LITERATURA BRASILEIRA EM 2019 (IV): CONTOS, CRÔNICAS, CARTAS


Folha da Manhã, Campos dos Goytacazes, 28 de fevereiro de 2020
Literatura brasileira em 2019 (IV): contos, crônicas, cartas
Arthur Soffiati
            Poucos foram os livros de contos e de crônicas publicados em 2019. Destaco dois. Um deles é “A noite dos olhos” (São Paulo: Companhia das Letras), de Heloisa Seixas. Jornalista experiente e concorrente a vários prêmios, ela escreveu o denso romance “Agora e na hora”, em 2017. No conto “Alexia”, de seu mais recente livro, ela flerta com Kafka de “A metamorfose”. A diferença é que aquilo parecido com o absurdo torna-se explicável. Já “Banhos árabes” transborda erotismo. Seria ele puro, excessivo ou desnecessário? Trabalhar com a intimidade e o erotismo na literatura é sempre temerário. O realismo e o naturalismo do século XIX escancaram o sexo. Mário de Andrade, em seus contos, comenta, de forma metalinguística, os abusos de uma literatura muito explícita quanto à sexualidade.
            No conto “Sem mãos”, comenta que é “quase indecente um velho se sentir tão feliz.” Nesse conto, o erotismo parece meio estudado, meio lugar-comum. Em “A escuridão se espalha”, Heloisa escreve sobre os apagões no Brasil. O conto me evocou a experiência que vivi quando pré-adolescente com a explosão do depósito de explosivos de Gericinó. O conto podia ser melhor trabalhado pela autora. Por fim, cabe observar que Heloisa não manteve, em “A noite dos olhos”, a mesma voltagem ficcional de “Agora e na hora”.

Dados extraídos:
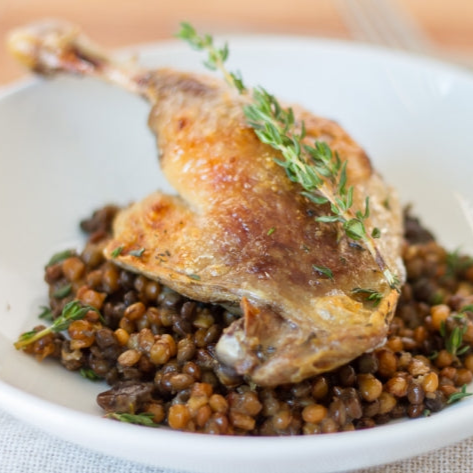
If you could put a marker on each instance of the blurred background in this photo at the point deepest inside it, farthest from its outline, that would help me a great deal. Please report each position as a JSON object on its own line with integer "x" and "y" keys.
{"x": 441, "y": 28}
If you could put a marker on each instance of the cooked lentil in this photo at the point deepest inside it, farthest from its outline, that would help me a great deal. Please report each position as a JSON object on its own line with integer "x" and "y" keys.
{"x": 155, "y": 348}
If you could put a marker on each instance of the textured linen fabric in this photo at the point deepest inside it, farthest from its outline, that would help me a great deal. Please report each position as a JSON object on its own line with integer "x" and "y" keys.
{"x": 26, "y": 449}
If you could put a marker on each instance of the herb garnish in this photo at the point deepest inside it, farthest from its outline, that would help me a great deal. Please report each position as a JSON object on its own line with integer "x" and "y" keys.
{"x": 60, "y": 256}
{"x": 455, "y": 397}
{"x": 319, "y": 171}
{"x": 46, "y": 314}
{"x": 145, "y": 418}
{"x": 74, "y": 310}
{"x": 62, "y": 291}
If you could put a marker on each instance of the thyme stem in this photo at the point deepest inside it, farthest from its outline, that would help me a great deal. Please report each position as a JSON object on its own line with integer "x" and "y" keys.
{"x": 74, "y": 310}
{"x": 319, "y": 170}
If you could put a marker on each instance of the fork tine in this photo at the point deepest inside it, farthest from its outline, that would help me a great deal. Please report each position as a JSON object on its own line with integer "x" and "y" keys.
{"x": 381, "y": 22}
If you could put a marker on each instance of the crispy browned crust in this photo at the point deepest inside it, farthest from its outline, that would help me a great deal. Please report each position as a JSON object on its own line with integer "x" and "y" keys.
{"x": 240, "y": 232}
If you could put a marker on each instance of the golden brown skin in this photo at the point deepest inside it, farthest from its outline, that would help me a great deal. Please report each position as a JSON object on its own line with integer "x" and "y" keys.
{"x": 240, "y": 233}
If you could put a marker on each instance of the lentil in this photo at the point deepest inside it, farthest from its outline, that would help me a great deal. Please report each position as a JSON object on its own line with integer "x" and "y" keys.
{"x": 157, "y": 350}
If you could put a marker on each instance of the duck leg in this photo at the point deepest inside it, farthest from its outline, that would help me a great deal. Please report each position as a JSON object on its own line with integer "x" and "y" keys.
{"x": 239, "y": 232}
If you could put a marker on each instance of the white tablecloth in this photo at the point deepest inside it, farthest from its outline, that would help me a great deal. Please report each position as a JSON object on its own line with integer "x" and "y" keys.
{"x": 26, "y": 449}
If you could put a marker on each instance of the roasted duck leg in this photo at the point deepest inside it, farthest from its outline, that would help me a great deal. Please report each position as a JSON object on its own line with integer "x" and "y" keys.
{"x": 239, "y": 232}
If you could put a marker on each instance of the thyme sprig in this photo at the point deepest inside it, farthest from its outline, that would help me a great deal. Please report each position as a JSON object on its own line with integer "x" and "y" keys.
{"x": 455, "y": 397}
{"x": 74, "y": 310}
{"x": 145, "y": 418}
{"x": 320, "y": 171}
{"x": 454, "y": 337}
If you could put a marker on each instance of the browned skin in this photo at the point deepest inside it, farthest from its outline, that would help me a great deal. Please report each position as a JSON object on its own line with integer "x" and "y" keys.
{"x": 240, "y": 233}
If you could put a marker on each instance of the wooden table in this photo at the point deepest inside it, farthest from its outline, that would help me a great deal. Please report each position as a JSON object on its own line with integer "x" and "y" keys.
{"x": 440, "y": 27}
{"x": 445, "y": 25}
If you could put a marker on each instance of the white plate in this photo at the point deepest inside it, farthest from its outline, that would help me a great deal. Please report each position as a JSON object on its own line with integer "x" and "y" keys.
{"x": 69, "y": 145}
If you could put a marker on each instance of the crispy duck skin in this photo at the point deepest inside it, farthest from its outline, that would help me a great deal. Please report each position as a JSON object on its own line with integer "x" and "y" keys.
{"x": 239, "y": 233}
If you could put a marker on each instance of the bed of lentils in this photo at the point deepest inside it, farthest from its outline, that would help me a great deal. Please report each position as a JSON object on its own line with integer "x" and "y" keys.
{"x": 155, "y": 348}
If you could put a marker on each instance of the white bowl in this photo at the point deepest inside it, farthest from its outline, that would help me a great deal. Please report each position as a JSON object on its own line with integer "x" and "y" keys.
{"x": 69, "y": 146}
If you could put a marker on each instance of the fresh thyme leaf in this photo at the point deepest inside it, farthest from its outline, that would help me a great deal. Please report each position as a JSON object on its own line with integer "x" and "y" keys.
{"x": 145, "y": 418}
{"x": 370, "y": 294}
{"x": 376, "y": 233}
{"x": 46, "y": 314}
{"x": 457, "y": 263}
{"x": 455, "y": 340}
{"x": 137, "y": 253}
{"x": 89, "y": 374}
{"x": 316, "y": 168}
{"x": 443, "y": 328}
{"x": 62, "y": 291}
{"x": 73, "y": 310}
{"x": 455, "y": 397}
{"x": 324, "y": 271}
{"x": 60, "y": 256}
{"x": 116, "y": 252}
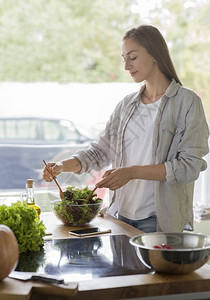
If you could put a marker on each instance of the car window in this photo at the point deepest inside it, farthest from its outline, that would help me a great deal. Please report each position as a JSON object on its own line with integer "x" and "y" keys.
{"x": 68, "y": 131}
{"x": 18, "y": 129}
{"x": 51, "y": 131}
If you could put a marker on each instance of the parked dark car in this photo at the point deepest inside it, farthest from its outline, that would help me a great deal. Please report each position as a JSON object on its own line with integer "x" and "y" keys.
{"x": 26, "y": 141}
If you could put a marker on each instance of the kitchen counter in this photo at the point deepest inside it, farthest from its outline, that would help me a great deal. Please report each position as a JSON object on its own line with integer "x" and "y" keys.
{"x": 117, "y": 287}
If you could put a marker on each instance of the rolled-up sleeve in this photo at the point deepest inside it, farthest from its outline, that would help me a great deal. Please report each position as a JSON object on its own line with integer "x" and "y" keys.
{"x": 192, "y": 147}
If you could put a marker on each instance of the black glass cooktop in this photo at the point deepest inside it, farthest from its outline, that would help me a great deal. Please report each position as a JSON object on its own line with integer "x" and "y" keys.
{"x": 84, "y": 258}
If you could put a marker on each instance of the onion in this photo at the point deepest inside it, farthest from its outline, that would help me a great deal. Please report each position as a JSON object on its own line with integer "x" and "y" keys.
{"x": 9, "y": 251}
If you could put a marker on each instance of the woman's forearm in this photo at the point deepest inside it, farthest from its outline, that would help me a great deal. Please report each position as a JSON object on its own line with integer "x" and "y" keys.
{"x": 148, "y": 172}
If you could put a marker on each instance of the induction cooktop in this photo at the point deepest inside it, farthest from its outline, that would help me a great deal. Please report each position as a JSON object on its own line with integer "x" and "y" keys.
{"x": 84, "y": 258}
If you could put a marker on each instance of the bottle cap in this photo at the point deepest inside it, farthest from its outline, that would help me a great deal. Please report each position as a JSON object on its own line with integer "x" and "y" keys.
{"x": 30, "y": 183}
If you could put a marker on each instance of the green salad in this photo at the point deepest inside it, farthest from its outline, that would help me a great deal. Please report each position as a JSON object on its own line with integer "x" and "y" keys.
{"x": 74, "y": 210}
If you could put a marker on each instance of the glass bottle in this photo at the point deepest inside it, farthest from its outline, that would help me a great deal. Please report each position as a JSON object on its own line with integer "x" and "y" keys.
{"x": 30, "y": 196}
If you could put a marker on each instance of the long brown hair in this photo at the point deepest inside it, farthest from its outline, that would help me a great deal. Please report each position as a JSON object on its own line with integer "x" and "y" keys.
{"x": 150, "y": 38}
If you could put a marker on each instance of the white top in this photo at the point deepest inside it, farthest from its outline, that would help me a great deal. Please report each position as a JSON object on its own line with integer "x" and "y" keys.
{"x": 137, "y": 197}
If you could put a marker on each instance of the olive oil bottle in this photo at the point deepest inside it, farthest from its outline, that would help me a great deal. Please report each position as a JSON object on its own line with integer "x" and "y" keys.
{"x": 30, "y": 196}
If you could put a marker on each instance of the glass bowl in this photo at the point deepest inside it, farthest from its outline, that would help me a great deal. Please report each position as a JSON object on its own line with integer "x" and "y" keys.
{"x": 76, "y": 214}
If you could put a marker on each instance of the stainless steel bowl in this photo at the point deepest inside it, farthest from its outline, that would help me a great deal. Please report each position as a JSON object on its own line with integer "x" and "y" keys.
{"x": 188, "y": 251}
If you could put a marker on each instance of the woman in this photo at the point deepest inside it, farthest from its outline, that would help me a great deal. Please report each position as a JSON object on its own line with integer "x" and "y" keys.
{"x": 155, "y": 140}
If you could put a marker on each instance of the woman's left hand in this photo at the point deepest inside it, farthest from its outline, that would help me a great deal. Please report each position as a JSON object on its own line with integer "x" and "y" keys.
{"x": 115, "y": 178}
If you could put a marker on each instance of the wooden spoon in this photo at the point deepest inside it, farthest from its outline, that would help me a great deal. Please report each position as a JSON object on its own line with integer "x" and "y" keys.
{"x": 54, "y": 178}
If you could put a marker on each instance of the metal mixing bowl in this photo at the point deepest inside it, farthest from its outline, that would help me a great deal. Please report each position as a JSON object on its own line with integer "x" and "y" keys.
{"x": 188, "y": 251}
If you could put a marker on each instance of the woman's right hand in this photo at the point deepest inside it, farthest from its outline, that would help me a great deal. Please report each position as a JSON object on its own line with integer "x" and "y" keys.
{"x": 55, "y": 168}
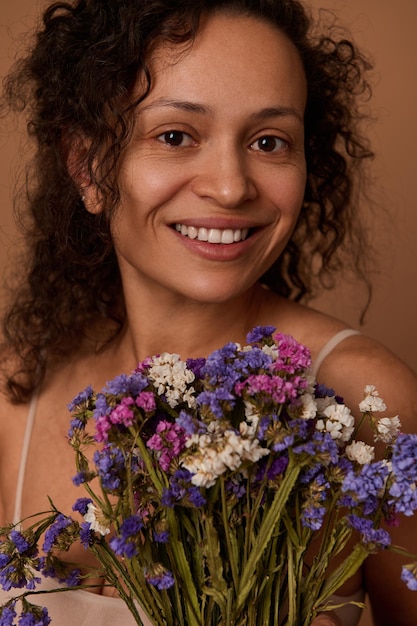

Exercício proposto A:
Responda com base na resenha sobre literatura brasileira em 2019:
(i) Qual romance Heloisa Seixas escreveu em 2017?
(ii) Em qual conto de "A noite dos olhos" ela flerta com "A metamorfose", de Kafka?
(iii) Sobre o que Heloisa escreve em "A escuridão se espalha"?
Exercício proposto B:
Siga escrevendo a resenha sobre literatura brasileira em 2019 a partir da última frase.

Resposta do exercício A:
(i) "Agora e na hora".
(ii) "Alexia".
(iii) Sobre os apagões no Brasil.

Resposta do exercício B:
            O segundo livro de contos a merecer atenção é “A visita de João Gilberto aos Novos Baianos”, de Sérgio Rodrigues (São Paulo: Companhia das Letras). Escritor experiente, já com vários títulos de romances e contos, Rodrigues procede como Sérgio Sant’Anna, escolhendo o título de um conto para nomear o livro. Aliás, Sérgio Sant’Anna tem, em sua farta produção, o conhecido livro de contos “O concerto de João Gilberto no Rio de Janeiro”.
            Como num disco de vinil, Sérgio Rodrigues agrupa seus contos em lado A e lado B, acrescentando o que ele classifica como folhetim: “Jules Rimet, meu amor”. O conto que dá título ao livro narra a famosa visita de João Gilberto aos Novos Baianos. Ele e seu violão, trajando terno e gravata, destoando do grupo, mas, ao mesmo tempo, integrando-se a ele com naturalidade. A narrativa é bastante livre.
            Em “Conselhos literários fundamentais”, o autor, mais uma vez, corre em raia semelhante ao seu xará Sérgio Sant’Anna, tomando um texto de reflexão como conto. De volta a Mário de Andrade, este escritor entendia como conto aquilo que seu autor enquadrava neste gênero. Numa passagem professoral, Rodrigues escreve: “O escritor que não reescreve o que acabou de escrever, mesmo que por pura mania, mesmo que para deixar o texto indiscutivelmente pior, não merece ser chamado de escritor. Será, no máximo, um excretor a sujar de palavras fisiológicas em estado bruto um mundo que não precisa de sua contribuição para se assemelhar a um aterro sanitário de símbolos.” O ponto alto do livro é o seu ponto final: “Jules Rimet, meu amor”.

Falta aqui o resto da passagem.